GIVEN REQUEST> List each line of the material below that contains the string "woman", reproducing every such line in full.
:: PROVIDED MATERIAL
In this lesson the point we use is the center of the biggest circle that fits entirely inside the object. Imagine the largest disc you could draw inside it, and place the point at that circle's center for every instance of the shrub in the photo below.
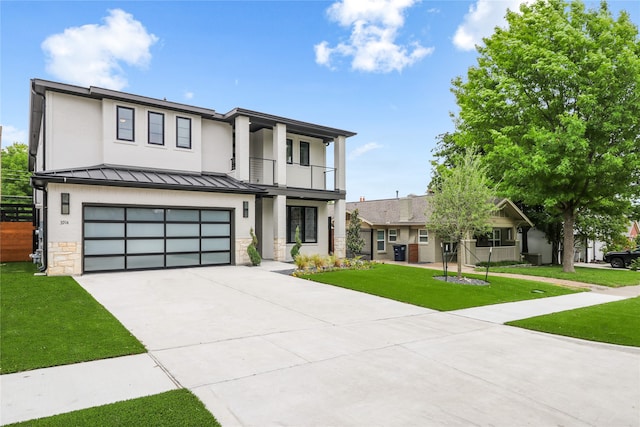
(254, 256)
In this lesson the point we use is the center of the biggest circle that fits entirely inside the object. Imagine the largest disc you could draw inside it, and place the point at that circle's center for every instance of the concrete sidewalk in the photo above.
(261, 348)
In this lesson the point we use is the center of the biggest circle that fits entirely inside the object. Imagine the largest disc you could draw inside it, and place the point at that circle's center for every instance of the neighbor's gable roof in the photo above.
(410, 211)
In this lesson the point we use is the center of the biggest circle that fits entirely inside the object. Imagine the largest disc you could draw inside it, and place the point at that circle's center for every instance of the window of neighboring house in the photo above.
(183, 132)
(125, 124)
(156, 128)
(289, 151)
(380, 239)
(495, 240)
(306, 218)
(304, 153)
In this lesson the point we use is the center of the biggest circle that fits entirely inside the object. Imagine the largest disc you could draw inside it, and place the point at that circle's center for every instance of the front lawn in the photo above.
(417, 286)
(615, 323)
(172, 408)
(49, 321)
(595, 276)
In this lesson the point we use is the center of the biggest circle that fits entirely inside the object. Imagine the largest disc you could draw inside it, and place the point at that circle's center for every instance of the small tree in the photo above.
(252, 250)
(355, 242)
(295, 250)
(462, 204)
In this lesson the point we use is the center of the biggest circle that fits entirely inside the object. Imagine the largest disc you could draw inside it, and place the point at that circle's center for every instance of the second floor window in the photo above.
(183, 129)
(289, 151)
(125, 124)
(156, 128)
(304, 153)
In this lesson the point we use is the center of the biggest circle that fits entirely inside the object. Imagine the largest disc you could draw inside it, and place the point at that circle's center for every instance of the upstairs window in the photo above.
(304, 153)
(156, 128)
(183, 132)
(306, 218)
(289, 151)
(125, 123)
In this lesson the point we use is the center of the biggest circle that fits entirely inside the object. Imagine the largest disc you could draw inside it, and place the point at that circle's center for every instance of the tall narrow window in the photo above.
(183, 126)
(289, 151)
(306, 218)
(156, 128)
(125, 123)
(304, 153)
(380, 240)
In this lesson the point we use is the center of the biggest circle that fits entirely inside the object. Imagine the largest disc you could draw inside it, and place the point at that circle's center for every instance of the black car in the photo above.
(622, 259)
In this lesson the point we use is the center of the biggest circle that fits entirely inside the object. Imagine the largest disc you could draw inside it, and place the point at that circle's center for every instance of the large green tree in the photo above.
(554, 105)
(462, 204)
(16, 187)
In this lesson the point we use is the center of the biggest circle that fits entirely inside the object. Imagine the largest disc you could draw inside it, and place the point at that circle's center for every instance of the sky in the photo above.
(380, 68)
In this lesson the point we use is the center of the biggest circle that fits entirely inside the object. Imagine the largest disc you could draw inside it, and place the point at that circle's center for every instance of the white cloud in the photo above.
(11, 134)
(364, 149)
(481, 20)
(93, 54)
(373, 46)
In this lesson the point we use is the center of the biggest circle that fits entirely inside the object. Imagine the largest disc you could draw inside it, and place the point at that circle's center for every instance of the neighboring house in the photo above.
(401, 222)
(126, 182)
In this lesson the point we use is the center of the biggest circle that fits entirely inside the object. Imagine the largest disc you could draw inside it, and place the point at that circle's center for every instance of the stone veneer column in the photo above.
(64, 258)
(280, 228)
(339, 229)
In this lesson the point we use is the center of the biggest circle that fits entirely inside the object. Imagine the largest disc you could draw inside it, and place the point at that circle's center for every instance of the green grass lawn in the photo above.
(173, 408)
(49, 321)
(615, 323)
(417, 286)
(595, 276)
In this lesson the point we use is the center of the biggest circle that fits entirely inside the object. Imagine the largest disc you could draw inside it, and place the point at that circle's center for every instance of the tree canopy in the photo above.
(554, 106)
(463, 202)
(16, 187)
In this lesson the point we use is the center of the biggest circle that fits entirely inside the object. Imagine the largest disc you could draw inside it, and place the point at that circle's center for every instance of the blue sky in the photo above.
(381, 68)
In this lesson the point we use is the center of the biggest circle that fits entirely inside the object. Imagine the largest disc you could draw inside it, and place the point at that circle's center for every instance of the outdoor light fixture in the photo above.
(64, 203)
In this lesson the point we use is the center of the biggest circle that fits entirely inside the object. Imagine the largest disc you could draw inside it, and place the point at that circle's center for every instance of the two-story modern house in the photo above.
(126, 182)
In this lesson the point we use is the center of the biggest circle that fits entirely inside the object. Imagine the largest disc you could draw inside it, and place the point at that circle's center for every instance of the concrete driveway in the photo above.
(264, 349)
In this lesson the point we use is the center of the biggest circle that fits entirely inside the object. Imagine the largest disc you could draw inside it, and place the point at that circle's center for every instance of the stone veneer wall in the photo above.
(64, 258)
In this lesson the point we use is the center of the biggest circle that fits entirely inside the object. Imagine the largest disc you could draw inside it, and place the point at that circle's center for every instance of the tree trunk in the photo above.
(567, 253)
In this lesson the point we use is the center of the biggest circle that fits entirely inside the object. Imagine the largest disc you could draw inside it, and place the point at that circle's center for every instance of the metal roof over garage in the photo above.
(146, 178)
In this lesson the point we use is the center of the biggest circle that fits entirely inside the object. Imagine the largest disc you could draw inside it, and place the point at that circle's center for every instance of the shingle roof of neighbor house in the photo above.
(410, 210)
(149, 178)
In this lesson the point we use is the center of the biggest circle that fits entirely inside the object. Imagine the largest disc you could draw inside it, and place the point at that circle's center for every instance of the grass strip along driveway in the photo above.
(614, 323)
(594, 276)
(417, 286)
(51, 321)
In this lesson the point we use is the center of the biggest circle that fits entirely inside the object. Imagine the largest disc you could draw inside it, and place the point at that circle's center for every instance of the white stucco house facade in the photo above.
(128, 182)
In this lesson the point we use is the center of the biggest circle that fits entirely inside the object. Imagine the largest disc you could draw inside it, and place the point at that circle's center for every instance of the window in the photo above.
(289, 151)
(125, 124)
(380, 239)
(306, 218)
(156, 128)
(304, 153)
(183, 132)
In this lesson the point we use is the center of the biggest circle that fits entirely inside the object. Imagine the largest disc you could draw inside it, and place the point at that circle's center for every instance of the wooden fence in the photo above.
(16, 232)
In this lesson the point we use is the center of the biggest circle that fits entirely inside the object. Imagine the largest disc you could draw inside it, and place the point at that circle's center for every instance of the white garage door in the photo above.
(137, 238)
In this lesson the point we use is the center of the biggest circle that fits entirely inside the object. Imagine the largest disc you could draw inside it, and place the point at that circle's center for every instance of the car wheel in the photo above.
(617, 263)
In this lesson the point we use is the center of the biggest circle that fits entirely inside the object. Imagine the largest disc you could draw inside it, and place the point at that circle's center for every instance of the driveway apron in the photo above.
(261, 348)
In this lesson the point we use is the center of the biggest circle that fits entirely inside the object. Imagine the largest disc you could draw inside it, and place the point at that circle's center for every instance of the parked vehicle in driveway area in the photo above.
(622, 259)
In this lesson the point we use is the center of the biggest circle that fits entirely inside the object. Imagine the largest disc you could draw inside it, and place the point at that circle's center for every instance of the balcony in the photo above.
(315, 177)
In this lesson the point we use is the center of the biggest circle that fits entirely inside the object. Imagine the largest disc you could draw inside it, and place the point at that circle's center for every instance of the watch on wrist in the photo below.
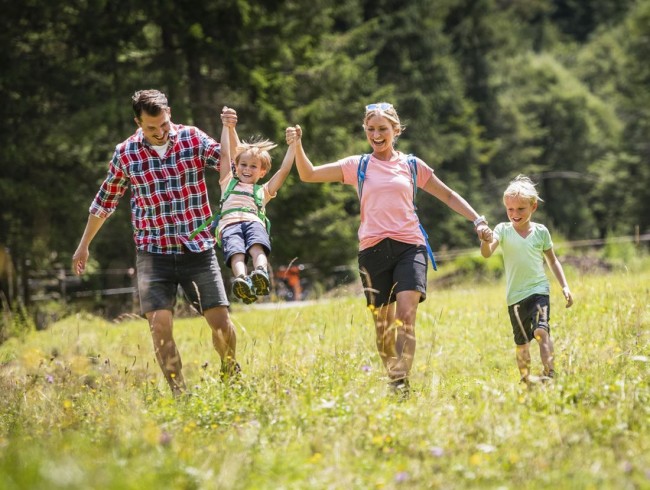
(479, 220)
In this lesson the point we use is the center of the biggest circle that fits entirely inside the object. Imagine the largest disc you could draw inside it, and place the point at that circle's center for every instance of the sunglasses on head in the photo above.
(382, 106)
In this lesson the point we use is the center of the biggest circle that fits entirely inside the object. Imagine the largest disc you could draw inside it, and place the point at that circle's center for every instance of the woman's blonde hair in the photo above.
(521, 186)
(384, 109)
(259, 149)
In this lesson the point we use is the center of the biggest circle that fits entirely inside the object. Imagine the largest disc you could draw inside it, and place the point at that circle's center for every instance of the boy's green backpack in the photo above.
(257, 195)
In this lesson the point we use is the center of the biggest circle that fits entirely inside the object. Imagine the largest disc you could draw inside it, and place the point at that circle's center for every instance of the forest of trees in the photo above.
(487, 89)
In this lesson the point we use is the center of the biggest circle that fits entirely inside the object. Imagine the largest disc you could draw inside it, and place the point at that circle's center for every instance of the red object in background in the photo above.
(291, 275)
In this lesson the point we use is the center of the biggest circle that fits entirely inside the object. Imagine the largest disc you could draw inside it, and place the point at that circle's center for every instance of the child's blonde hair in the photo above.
(521, 186)
(259, 149)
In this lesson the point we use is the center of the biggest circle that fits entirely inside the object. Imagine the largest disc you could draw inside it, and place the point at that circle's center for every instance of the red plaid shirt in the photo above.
(169, 199)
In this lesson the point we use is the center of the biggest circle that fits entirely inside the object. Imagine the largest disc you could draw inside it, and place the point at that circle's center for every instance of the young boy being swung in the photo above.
(242, 228)
(525, 245)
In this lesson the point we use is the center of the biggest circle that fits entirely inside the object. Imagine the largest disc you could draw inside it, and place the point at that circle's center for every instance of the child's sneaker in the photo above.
(260, 279)
(401, 388)
(242, 288)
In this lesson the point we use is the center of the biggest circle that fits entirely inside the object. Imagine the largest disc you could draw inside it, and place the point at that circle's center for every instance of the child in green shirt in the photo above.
(525, 245)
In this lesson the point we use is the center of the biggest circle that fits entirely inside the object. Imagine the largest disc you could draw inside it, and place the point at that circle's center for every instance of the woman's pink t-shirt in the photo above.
(387, 199)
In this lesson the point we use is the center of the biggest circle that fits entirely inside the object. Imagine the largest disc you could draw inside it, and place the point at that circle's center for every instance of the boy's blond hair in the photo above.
(521, 186)
(259, 149)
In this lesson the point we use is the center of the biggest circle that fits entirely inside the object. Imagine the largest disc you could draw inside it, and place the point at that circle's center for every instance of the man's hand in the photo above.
(229, 117)
(293, 134)
(484, 232)
(79, 260)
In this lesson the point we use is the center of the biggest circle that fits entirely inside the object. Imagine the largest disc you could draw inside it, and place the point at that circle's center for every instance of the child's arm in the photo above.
(227, 139)
(281, 175)
(489, 246)
(558, 272)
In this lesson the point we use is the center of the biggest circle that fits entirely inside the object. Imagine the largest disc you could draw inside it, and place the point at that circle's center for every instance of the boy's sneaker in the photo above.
(242, 288)
(230, 371)
(260, 279)
(401, 388)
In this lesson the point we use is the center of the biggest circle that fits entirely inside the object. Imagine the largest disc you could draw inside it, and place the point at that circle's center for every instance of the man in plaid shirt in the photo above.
(164, 164)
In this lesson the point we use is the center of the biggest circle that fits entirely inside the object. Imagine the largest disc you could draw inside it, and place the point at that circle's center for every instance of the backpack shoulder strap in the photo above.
(361, 172)
(413, 165)
(231, 186)
(258, 195)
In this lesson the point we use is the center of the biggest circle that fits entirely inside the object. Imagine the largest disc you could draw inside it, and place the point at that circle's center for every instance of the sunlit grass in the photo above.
(84, 405)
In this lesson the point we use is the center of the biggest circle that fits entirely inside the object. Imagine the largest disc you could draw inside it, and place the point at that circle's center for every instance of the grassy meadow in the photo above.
(83, 404)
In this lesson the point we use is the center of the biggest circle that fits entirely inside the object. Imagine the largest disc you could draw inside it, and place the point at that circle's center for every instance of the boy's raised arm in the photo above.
(283, 172)
(229, 120)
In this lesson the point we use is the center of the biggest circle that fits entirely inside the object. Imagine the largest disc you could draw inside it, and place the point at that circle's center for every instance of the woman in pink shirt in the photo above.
(392, 249)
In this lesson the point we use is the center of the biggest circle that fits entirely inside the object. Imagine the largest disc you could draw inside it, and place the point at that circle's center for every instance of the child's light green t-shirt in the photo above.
(523, 259)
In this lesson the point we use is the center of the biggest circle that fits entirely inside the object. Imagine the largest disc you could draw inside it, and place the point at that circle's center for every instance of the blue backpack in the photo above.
(413, 166)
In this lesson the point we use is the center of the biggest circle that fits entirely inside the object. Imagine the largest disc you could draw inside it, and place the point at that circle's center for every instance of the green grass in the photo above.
(84, 405)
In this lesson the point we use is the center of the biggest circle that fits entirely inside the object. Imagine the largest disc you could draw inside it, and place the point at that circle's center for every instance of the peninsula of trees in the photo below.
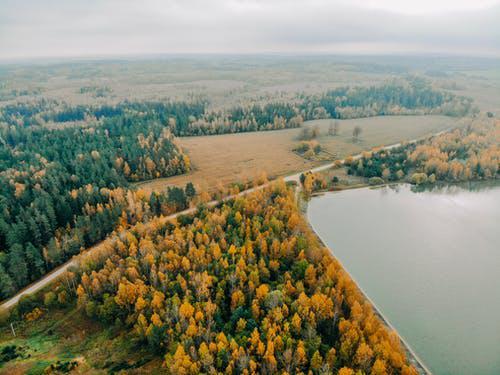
::::
REPLY>
In this lesson the point we use is the center of the biggest circle that fits entirely inside the object. Imagine the largest disc you could draw inside it, and place the point at that circle's center for every instance of the woman's blonde hair in the photo above.
In this lesson the point we use is the center of the biggest circle that fits entirely inside the object. Imagine the largest disc you could draw inside it, and place the point at that circle's center for every instance of the woman's pink t-shirt in the photo above.
In this lesson the point we use is the center of the biggest circle that fits entirely inside the object. Imagine the largest disc you could draw inside it, and place the point at that circle's center for every instance of the woman in pink shirt in the photo above.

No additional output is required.